▶ **Work instruction**
The answer must be every line of the data that holds the word "task".

▶ **Records from a data collection**
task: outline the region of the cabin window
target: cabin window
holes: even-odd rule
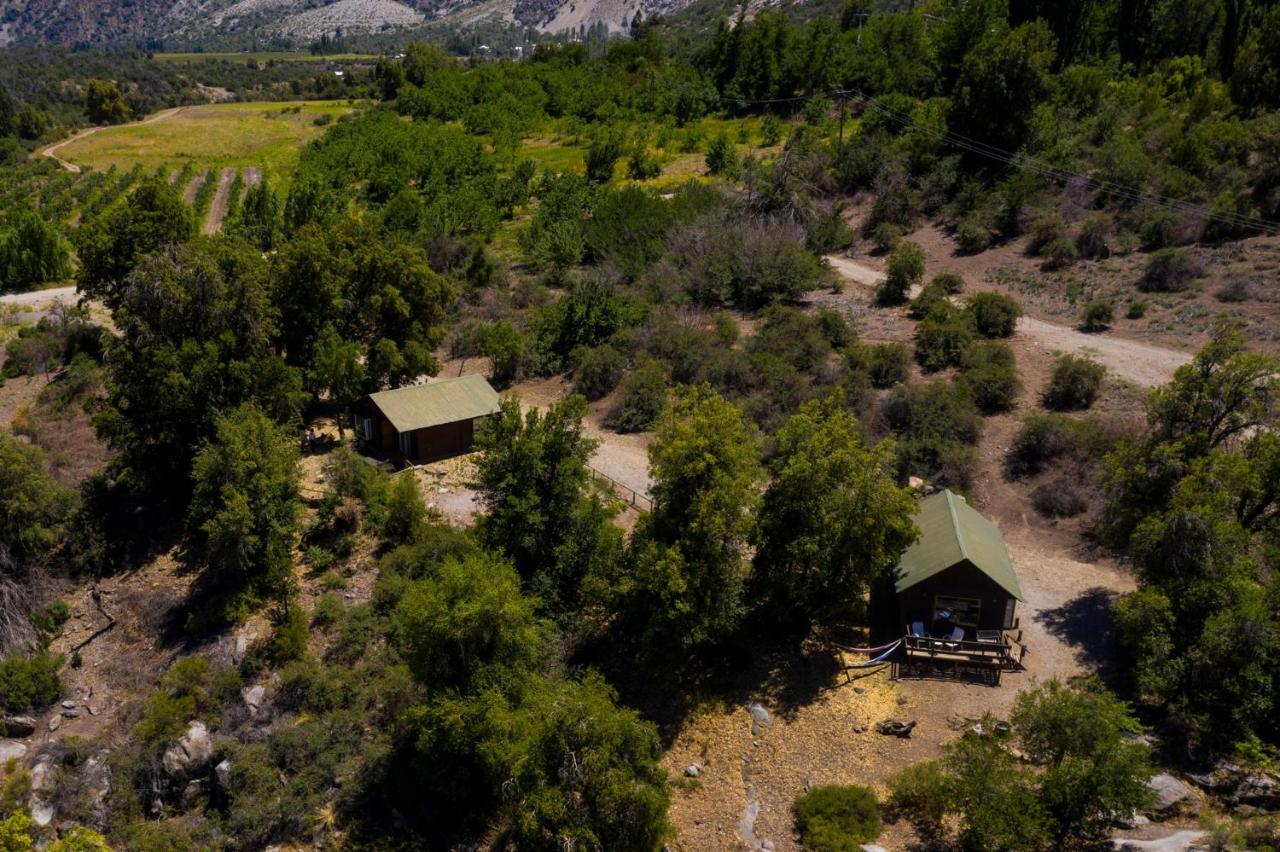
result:
[[[933,621],[935,626],[949,623],[959,627],[978,626],[978,615],[982,612],[982,601],[978,598],[962,598],[955,595],[936,595],[933,599]]]
[[[1006,598],[1006,599],[1005,599],[1005,602],[1004,602],[1004,626],[1005,626],[1006,628],[1010,628],[1010,629],[1012,629],[1012,628],[1013,628],[1013,607],[1014,607],[1014,604],[1015,604],[1015,601],[1014,601],[1014,599],[1013,599],[1013,598]]]
[[[400,433],[400,452],[406,456],[413,455],[410,449],[413,446],[413,435],[409,432]]]
[[[372,417],[360,418],[360,431],[364,435],[364,439],[366,441],[373,440],[373,418]]]

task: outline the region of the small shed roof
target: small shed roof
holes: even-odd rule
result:
[[[483,417],[498,410],[498,392],[483,376],[462,376],[428,385],[370,394],[369,401],[397,432]]]
[[[1004,546],[1004,538],[959,494],[943,490],[920,501],[916,510],[920,538],[907,548],[898,563],[894,588],[903,592],[912,586],[969,561],[1000,588],[1022,600],[1018,575]]]

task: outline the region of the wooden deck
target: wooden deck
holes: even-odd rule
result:
[[[1022,669],[1026,653],[1021,631],[1000,631],[997,640],[983,642],[907,635],[892,676],[974,678],[999,686],[1001,673]]]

▶ **Exercise output**
task: outline the region of the cabin window
task: outline the region of the small shed roof
task: outline the region of the wooden deck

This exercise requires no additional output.